- [Supplied passage]:
::::::
Google Summer of Code/2010

From Freenet Wiki
Jump to: navigation, search

Past experience

We have been involved in 2006, 2007, 2008, 2009, 2010, 2011, 2012 and 2013; in 2006, 2007, 2009 and 2010 we had lots of students, most of whom achieved something of value, and a few of whom became volunteer developers for Freenet. In 2008, we had only one student, who failed because of external issues. This may be partly due to us having a poor ideas list that year; many ideas were not feasible, were too big etc.

Students are much more likely to be accepted if they demonstrate an ability to contribute by e.g. contributing a bug fix or minor feature; judging students based purely on their applications is not viable. Having said that, a student's application is important, because it specifies what they are building and therefore how we can determine whether they have succeeded; the initial application is a starting point, and we will help to fill in the detail and ensure that it is feasible by the time you are accepted.
::::::
- [Data provided]:
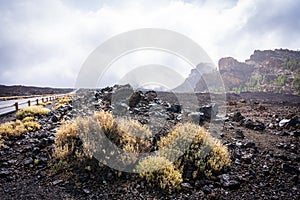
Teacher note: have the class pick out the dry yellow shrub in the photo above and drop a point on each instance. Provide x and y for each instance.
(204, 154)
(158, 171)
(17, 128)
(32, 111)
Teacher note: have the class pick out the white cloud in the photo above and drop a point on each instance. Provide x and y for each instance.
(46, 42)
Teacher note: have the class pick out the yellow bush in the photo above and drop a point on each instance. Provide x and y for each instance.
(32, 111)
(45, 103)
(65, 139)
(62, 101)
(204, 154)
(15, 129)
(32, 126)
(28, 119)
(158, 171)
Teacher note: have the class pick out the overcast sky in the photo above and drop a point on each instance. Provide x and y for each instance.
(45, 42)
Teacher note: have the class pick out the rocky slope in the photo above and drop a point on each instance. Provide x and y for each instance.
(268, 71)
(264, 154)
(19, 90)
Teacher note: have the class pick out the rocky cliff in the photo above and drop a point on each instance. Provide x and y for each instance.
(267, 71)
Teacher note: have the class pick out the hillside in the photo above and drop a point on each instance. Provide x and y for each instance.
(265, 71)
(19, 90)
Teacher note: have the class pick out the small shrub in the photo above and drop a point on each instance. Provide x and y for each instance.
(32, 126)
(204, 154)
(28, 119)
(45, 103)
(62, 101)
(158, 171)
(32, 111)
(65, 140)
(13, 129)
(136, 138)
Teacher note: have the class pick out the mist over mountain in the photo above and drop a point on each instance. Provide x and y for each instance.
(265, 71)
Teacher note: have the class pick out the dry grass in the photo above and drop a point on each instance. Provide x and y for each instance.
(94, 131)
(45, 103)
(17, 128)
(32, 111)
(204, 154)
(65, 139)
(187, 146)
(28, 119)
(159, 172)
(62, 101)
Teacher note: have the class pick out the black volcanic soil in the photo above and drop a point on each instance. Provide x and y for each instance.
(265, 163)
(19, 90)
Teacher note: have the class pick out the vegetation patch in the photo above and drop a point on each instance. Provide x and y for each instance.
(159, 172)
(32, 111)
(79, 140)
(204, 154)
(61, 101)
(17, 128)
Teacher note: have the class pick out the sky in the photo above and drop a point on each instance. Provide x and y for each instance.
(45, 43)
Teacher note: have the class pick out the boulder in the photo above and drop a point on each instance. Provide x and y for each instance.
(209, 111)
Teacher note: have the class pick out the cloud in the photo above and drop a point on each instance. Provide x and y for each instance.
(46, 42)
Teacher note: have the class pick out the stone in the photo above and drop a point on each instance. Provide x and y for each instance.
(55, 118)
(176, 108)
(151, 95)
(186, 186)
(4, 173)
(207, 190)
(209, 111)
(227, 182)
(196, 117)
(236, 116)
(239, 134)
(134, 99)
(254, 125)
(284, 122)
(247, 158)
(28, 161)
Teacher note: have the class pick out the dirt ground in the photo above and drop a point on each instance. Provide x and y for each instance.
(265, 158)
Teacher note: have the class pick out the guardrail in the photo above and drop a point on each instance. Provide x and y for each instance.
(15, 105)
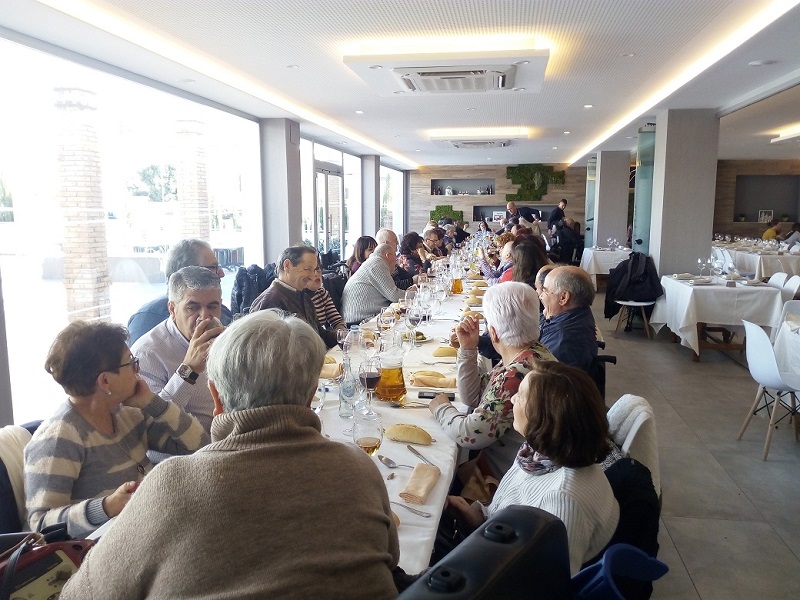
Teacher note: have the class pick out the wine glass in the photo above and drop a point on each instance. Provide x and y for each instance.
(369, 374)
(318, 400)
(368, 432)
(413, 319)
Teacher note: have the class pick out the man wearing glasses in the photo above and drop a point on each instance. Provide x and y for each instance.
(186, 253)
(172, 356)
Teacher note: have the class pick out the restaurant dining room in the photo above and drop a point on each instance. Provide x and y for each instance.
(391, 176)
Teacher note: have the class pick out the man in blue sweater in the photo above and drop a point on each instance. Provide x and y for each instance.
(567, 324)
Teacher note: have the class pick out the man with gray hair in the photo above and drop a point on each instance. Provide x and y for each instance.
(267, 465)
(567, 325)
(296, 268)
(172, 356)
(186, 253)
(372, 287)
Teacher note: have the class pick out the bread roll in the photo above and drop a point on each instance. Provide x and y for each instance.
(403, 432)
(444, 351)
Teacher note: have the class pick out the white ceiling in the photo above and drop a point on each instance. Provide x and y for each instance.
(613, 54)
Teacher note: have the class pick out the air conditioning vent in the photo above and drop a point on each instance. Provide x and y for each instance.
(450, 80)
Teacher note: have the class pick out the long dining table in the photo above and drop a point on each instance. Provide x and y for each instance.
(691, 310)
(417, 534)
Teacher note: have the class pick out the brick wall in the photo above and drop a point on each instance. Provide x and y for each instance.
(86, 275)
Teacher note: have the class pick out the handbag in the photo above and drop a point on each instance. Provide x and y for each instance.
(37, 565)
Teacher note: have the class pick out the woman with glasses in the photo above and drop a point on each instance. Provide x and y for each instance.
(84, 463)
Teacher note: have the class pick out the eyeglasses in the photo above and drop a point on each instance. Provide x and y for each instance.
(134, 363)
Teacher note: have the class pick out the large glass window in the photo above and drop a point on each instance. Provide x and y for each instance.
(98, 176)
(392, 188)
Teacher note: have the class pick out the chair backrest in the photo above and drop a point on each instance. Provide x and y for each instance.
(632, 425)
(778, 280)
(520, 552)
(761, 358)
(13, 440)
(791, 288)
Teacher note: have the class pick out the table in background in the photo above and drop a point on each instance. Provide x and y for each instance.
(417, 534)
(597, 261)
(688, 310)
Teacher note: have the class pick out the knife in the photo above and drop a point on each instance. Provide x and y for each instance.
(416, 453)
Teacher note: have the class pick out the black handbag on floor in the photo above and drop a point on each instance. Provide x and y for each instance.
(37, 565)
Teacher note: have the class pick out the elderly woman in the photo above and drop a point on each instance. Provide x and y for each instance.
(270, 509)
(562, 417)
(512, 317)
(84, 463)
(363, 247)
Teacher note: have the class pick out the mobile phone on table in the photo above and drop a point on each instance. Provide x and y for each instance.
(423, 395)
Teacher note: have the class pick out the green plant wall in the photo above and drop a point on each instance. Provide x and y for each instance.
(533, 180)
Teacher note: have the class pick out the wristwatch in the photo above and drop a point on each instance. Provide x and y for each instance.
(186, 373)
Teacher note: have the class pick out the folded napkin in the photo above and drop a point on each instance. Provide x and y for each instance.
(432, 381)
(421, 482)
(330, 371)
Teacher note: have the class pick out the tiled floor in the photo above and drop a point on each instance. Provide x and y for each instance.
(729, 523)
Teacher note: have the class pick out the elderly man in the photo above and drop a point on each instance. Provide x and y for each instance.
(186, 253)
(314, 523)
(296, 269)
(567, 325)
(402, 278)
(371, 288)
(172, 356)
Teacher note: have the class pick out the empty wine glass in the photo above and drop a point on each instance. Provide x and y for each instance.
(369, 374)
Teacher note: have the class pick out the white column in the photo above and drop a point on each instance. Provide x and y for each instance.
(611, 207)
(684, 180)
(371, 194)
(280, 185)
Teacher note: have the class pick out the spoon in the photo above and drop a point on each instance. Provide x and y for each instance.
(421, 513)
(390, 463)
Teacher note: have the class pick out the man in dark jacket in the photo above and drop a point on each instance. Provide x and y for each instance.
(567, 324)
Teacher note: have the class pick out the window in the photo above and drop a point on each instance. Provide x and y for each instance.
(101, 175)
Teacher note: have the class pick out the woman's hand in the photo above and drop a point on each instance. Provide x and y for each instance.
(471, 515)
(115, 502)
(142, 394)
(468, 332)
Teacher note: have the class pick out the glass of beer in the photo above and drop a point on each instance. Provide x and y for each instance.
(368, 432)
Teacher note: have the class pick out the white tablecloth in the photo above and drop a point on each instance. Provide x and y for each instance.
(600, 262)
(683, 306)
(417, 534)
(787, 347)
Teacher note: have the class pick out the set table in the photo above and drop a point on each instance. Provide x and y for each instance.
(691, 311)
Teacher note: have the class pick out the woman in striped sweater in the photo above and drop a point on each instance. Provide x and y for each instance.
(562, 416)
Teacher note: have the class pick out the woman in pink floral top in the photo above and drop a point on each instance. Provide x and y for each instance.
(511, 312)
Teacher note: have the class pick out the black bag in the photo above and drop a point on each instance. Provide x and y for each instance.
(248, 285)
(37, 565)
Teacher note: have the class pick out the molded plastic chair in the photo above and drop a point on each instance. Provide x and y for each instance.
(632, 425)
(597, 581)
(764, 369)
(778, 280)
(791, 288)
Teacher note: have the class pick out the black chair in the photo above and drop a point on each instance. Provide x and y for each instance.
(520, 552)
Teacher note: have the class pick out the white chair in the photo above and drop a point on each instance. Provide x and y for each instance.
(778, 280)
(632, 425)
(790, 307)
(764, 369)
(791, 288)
::::::
- [Set of tasks]:
A: In the Freenet Summer of Code page, how many students did the project have in 2008, and what became of that student?
B: Continue the Freenet Summer of Code page from the end of its last paragraph.

- [Exercise answers]:
A: It had only one student, who failed because of external issues.

B:
Students will be required to communicate publicly on the mailing lists, and where appropriate via IRC, the wiki and so on; your mentor is there for you, but talking only to your mentor is inefficient and ultimately bad for the project; we want to treat you as a developer (which means a valued volunteer), while giving whatever help is possible and needed. Also note that almost all of Freenet is written in Java.

Example Proposal Ideas

Please do not be limited by the below list. Students' own proposals certainly will be considered. You might also want to look at the uservoice page. In many cases, detailed proposals (which may be wrong but will be useful references) can be found on the bug tracker or the mailing lists. Remember that you can make up to 20 applications to us with different proposals; we encourage you to make as many applications as you want!

Client layer

Improve the web interface generally
There is much to do to make it more user friendly. We will hopefully have a set of mock-up designs soon, but there are also many small things linked from this bug report; many are not, please have a look around, also check the mailing list archives. A recent but not very detailed, professional mockup focusing on the homepage is here: [1]. An older detailed suggestion might also be an inspiration.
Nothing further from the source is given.